_GIVEN INSTRUCTION A_
Reproduce the part of the records that opens with the line containing "Using the image above, draw a bounding box around the eyes" and runs through the end of the records.

What the post tried to do, and admittedly failed miserably at doing, was attempt to objectively assess the contributions chasers have to the warning process. I put forth an idea, people attacked it and poked holes in it. If I am to act like the scientist I would like to think I am, I should not take these criticisms personally, but rather use them to continue to evaluate my idea(s), refine the idea(s), and try again. This is how science is supposed to work! At the end of the process the final idea(s) will be stronger and more refined than anything initially proposed.

Assessing chaser impact on the warning process is an extremely complex problem as there are many variables and many signals. As several commenters suggest, I did allow myself to fall into the “confirmation bias” trap — I saw what I wanted from irrelevant and/or inconclusive data. But, by putting my thoughts out in the open, people were quick to point out the idea’s flaws, which will allow me (in time) to do better analyses with differing datasets and strengthen my position. Again, this is how I believe science should work. Putting this data and ideas on the website wasn’t the mistake, but intertwining my personal opinions so strongly was. And for that, I do have regrets; I’ll be better about that moving forward.

However, removing my personal beliefs, this is the first attempt, to my knowledge, that tries to objectively assess the contributions chasers have on the warning process. Due to the complex nature of the problem, and the fact I did this as sort of a “back-of-the-envelope” calculation, I merely looked at aggregate measures using simple NWS performance metrics. Possible ideas that could be done were suggested in the comments, and when I have time, I’ll certainly try and investigate some of these. (Aside, if a reader would like to do this, I’m more than happy to share my datasets.) There are a lot of other potential impacts, both negative and positive, that need to be assessed as well. As it stands now, a lot of anecdotal stories are offered by those on either side of this issue, but do we really have any idea what the actual impact is? From a chaser point of view, being able to demonstrate a positive impact in the warning process could help counter the negative perceptions current circulating in several news outlets and improve interactions with emergency response officials. From an emergency response official perspective, knowing chaser impacts might lead to a new respect for chasers, or more clout in trying to regulate them. But then again, maybe both sides would rather not know…

None of the comments have changed my underlying assumptions that most chasers chase for personal reasons, not the noble reasons of saving lives and doing it for the NWS often offered by chasers when interviewed by the media. However, we are (I am?) a long ways off from being able to assess this objectively. My previous post was a first attempt at this. I’m sure it won’t be my last. And I’m sure that there will always be someone out there challenging my views. That’s the way it is supposed to be.

Tornado Warning Seminar

FIG 1: Yearly Mean Tornado Warnings on a 1KM grid derived from the 10-year period 2002 through 2011. Only polygon coordinates were used. (Note: This figure is not shown in the presentation. The figures shown in the presentation are divided based on the Storm-Based Warning switch date: 01 October 2007.)

_GIVEN INSTRUCTION B_
In the post on storm chasers and the warning process, what does the writer say they should do with criticisms instead of taking them personally? List each action.

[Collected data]
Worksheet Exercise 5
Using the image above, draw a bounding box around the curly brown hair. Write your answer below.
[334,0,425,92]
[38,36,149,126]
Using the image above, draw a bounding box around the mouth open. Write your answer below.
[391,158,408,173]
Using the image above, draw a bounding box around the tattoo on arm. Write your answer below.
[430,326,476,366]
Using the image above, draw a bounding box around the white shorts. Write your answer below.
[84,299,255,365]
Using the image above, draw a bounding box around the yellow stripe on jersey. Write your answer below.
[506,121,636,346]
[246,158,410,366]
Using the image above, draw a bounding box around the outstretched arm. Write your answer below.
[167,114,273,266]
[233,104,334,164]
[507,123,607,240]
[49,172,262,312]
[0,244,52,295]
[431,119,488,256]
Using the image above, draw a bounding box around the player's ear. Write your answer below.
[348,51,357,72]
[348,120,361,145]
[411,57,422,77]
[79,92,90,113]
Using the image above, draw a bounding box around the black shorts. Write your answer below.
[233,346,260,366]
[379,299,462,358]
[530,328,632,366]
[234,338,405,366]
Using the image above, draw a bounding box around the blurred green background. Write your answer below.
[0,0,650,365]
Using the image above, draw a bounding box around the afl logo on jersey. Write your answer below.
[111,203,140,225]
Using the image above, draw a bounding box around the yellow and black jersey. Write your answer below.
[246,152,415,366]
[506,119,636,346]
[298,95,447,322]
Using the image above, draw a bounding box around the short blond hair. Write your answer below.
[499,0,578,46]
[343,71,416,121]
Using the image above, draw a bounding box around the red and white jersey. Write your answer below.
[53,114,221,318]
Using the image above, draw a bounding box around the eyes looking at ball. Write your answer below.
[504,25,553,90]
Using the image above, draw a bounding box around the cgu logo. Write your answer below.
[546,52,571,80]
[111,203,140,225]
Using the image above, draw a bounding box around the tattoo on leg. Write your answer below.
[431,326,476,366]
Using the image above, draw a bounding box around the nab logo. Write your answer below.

_SOLUTION A_
Using the image above, draw a bounding box around the eyes looking at ball. Write your answer below.
[504,25,553,90]
Using the image above, draw a bounding box around the cgu logo. Write your answer below.
[546,52,571,80]
[111,203,140,225]
Using the image above, draw a bounding box around the tattoo on leg. Write your answer below.
[431,326,476,366]
Using the image above, draw a bounding box around the nab logo. Write your answer below.

_SOLUTION B_
- Continue to evaluate the idea(s)
- Refine the idea(s)
- Try again